━━━━━ PASSAGE PROVIDED
How does regex::Regex::replace_all handle capture groups in replacement text for dynamic substitutions?

regex::Regex::replace_all performs global search-and-replace with support for capturing group references in the replacement text through $n and $name syntax, where n is the capture group number and name is a named capture group. The replacement text is interpreted specially: $1 refers to the first capture group, $2 to the second, and $name to a named capture group, allowing you to rearrange, duplicate, or selectively include captured portions of the match in the output. For dynamic replacements that require computation beyond simple string interpolation, replace_all accepts a closure that receives a Captures object, enabling transformations based on capture group contents. Understanding this syntax is essential for tasks like format conversion, data extraction with reformatting, and template processing where the replacement depends on what was matched.

Basic Replacement with replace_all

use regex::Regex;
 
fn main() {
    let re = Regex::new(r"hello").unwrap();
    let text = "hello world, hello universe";
    
    // replace_all replaces all occurrences
    let result = re.replace_all(text, "hi");
    
    assert_eq!(result, "hi world, hi universe");
    
    // Unlike replace, which replaces only the first occurrence
    let result_first = re.replace(text, "hi");
    assert_eq!(result_first, "hi world, hello universe");
}

replace_all replaces every match, while replace handles only the first.

Numeric Capture Group References

use regex::Regex;
 
fn main() {
    // Capture groups are referenced with $1, $2, etc.
    // The entire match is $0
    
    let re = Regex::new(r"(\w+)@(\w+)\.(\w+)").unwrap();
    let text = "Contact: alice@example.com and bob@test.org";
    
    // Rearrange using capture groups
    let result = re.replace_all(text, "$2@$1.$3");
    
    assert_eq!(result, "Contact: example@alice.com and test@bob.org");
    
    // $1 = first capture group (\w+ before @)
    // $2 = second capture group (\w+ after @)
    // $3 = third capture group (\w+ after .)
}

$1, $2, etc. reference capture groups by their order in the pattern.
━━━━━━━━━━
> **THE TASKS**
1) According to the replace_all page, what does $0 refer to in a replacement string?
2) In the replace_all page, condense the paragraph that begins "regex::Regex::replace_all performs global search-and-replace" into a bulleted list that keeps its main facts.
━━━━━ MATERIAL SUPPLIED
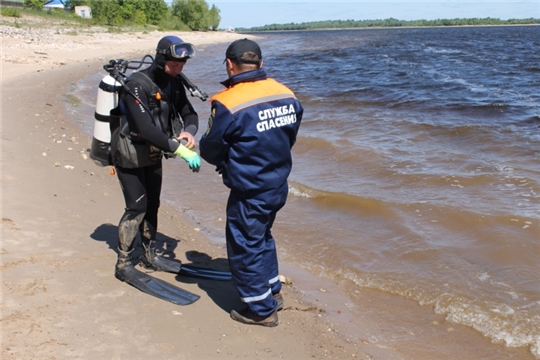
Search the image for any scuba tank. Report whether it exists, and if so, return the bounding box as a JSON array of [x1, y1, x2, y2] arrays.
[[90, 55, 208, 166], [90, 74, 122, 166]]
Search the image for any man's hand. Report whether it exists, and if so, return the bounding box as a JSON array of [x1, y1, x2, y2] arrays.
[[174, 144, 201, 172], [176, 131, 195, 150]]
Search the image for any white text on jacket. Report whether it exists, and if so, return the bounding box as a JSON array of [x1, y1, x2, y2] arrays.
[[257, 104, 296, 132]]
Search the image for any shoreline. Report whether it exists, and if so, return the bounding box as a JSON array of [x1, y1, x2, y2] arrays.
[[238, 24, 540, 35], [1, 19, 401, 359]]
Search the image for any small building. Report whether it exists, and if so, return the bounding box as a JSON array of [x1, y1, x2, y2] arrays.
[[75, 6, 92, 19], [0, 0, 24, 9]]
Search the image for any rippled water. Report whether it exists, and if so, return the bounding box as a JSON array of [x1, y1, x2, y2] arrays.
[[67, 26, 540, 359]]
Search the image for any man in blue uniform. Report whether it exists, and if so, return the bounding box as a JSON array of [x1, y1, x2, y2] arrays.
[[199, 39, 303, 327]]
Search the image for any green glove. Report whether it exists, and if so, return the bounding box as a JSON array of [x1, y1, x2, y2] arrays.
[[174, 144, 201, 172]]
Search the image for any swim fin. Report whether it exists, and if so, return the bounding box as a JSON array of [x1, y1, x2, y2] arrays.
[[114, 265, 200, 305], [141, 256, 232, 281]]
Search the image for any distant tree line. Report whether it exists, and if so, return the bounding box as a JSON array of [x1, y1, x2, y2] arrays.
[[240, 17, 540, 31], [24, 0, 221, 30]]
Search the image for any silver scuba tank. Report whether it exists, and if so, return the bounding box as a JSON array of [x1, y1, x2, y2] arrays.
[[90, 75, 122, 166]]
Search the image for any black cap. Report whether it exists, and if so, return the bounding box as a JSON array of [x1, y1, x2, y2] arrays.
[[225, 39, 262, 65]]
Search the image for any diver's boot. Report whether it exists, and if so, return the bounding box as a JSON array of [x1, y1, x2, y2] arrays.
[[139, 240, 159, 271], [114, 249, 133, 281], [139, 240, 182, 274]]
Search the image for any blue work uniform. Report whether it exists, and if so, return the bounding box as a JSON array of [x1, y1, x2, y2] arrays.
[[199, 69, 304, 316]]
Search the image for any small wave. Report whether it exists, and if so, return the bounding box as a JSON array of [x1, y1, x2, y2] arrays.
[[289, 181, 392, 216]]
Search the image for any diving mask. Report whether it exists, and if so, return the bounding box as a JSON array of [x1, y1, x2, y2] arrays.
━━━━━━━━━━
> **COMPLETED EXERCISE**
1) The entire match.

2)
- regex::Regex::replace_all does global search-and-replace and lets the replacement text reference capture groups.
- $n refers to a capture group by number (for example, $1 is the first and $2 is the second), and $name refers to a named capture group.
- These references can rearrange, duplicate, or selectively include captured parts of the match in the output.
- For dynamic replacements that need more than string interpolation, replace_all accepts a closure that receives a Captures object and can transform the output based on the captured contents.
- This syntax matters for format conversion, data extraction with reformatting, and template processing, where the replacement depends on what was matched.